TEKST:
◆ ◆ ◆ ◆ ◆
Z dziennika podróży po podniebnej utopii

BLOG O GRZE
557V
Z dziennika podróży po podniebnej utopii
chionae | 11.02.2014, 16:04
Poniżej znajduje się treść dodana przez czytelnika PPE.pl w formie bloga.
[NO SPOILERS]
Całe życie gonił za mną pewien gatunek, którego fenomenu nie mogłam (i nie chciałam) zrozumieć. Nigdy przy żadnym jego przedstawicielu nie mogłam usiedzieć dłużej niż godzinę...

..., a i tak cały ten czas raczej zmuszałam się do gry. Nużyły mnie misje, ciężki klimat wojen i nieustannych potyczek o szczątkowej i nieapetycznej fabule, a perspektywa odbierała mi większe pole widzenia pozbawiając tytuł efektownych cutscenek. Battlefieldy i inne CODy, czy po prostu FPSy za bardzo wiały sandałem, żebym mogła się z nimi dobrze bawić. W poprzednią środę jednak w me łapska wpadł tytuł, który prawdopodobnie na zawsze zmienił mój sposób postrzegania tego gatunku.
◆ ◆ ◆ ◆ ◆
FRAGMENT ZBIORU DANYCH:

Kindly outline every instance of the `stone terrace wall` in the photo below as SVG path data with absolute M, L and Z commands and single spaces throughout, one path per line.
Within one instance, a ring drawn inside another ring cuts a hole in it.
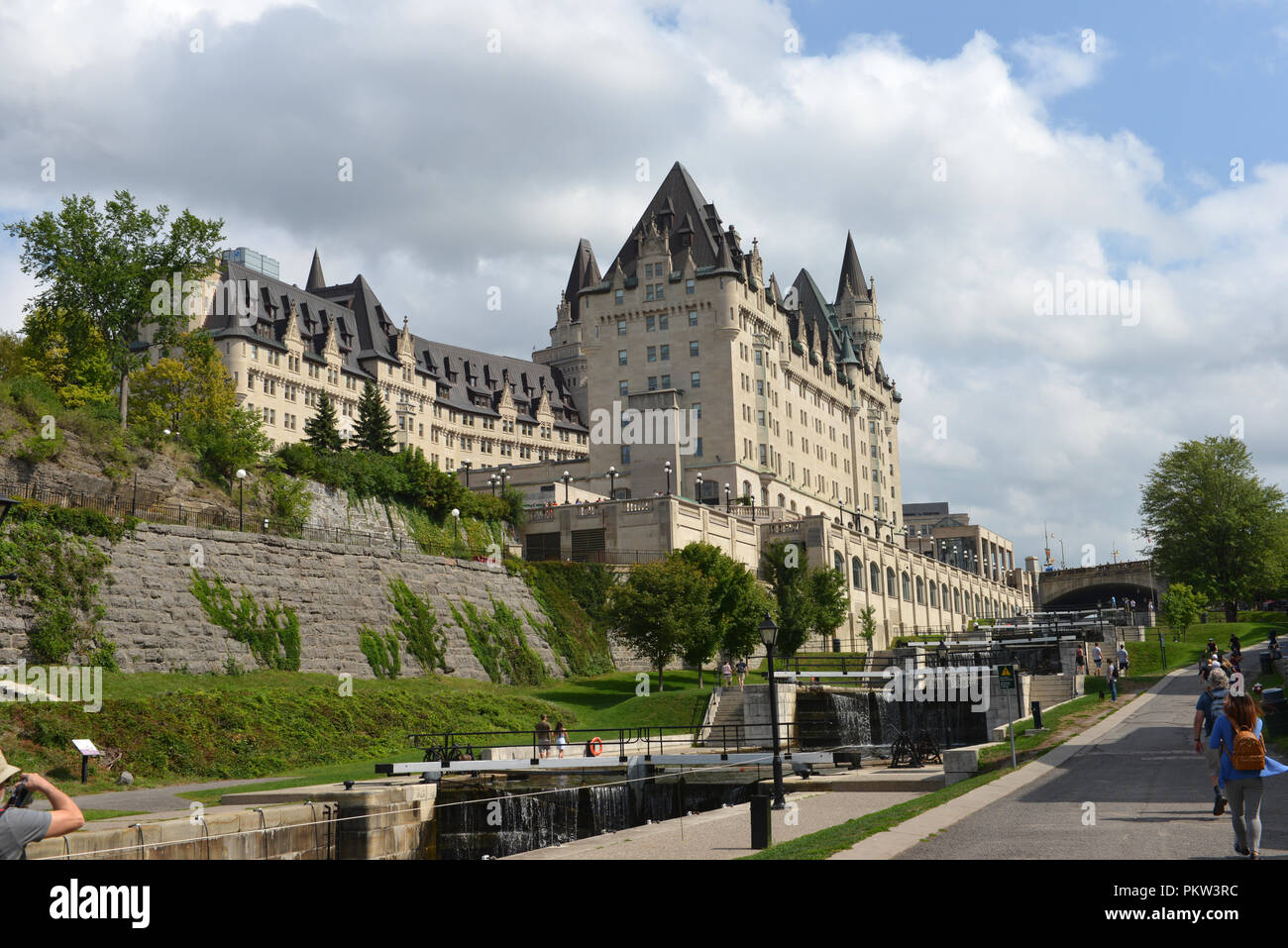
M 406 544 L 404 544 L 406 547 Z M 453 674 L 487 680 L 452 618 L 448 604 L 474 603 L 492 614 L 492 598 L 505 603 L 523 622 L 528 644 L 550 675 L 563 670 L 527 614 L 545 622 L 522 578 L 486 563 L 440 556 L 398 554 L 394 545 L 345 546 L 283 537 L 192 527 L 143 524 L 131 537 L 111 549 L 108 574 L 99 602 L 106 608 L 100 627 L 117 643 L 117 661 L 125 671 L 223 671 L 232 656 L 243 668 L 256 667 L 250 649 L 211 625 L 189 590 L 192 559 L 200 550 L 202 576 L 218 573 L 236 595 L 240 586 L 260 608 L 274 600 L 292 607 L 300 620 L 301 671 L 349 672 L 372 678 L 358 648 L 358 630 L 368 625 L 388 631 L 395 613 L 389 604 L 389 578 L 401 576 L 420 596 L 429 596 L 438 627 L 447 636 L 447 665 Z M 8 602 L 4 603 L 8 607 Z M 526 614 L 527 612 L 527 614 Z M 24 657 L 30 612 L 0 616 L 0 663 Z M 403 654 L 403 674 L 420 671 Z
◆ ◆ ◆ ◆ ◆
ZADANIE A:
Przetłumacz na angielski zdanie z tekstu: „W poprzednią środę jednak w me łapska wpadł tytuł, który prawdopodobnie na zawsze zmienił mój sposób postrzegania tego gatunku.”
ZADANIE B:
Proszę określić, czy każde z poniższych stwierdzeń zgadza się z tekstem, i przytoczyć rozstrzygające słowa. (i) Autorka nigdy nie potrafiła grać w żadną grę tego gatunku dłużej niż godzinę. (ii) Wpis dodała redakcja PPE.pl. (iii) Autorka uważa, że perspektywa w grach tego gatunku pozbawiała je efektownych cutscenek.
Korzystaj wyłącznie z tekstu, a nie z danych.

ODPOWIEDŹ A:
Last Wednesday, however, a title fell into my paws that has probably changed forever the way I see this genre.

ODPOWIEDŹ B:
(i) Tak: „Nigdy przy żadnym jego przedstawicielu nie mogłam usiedzieć dłużej niż godzinę”.
(ii) Nie: „Poniżej znajduje się treść dodana przez czytelnika PPE.pl w formie bloga”.
(iii) Tak: „perspektywa odbierała mi większe pole widzenia pozbawiając tytuł efektownych cutscenek”.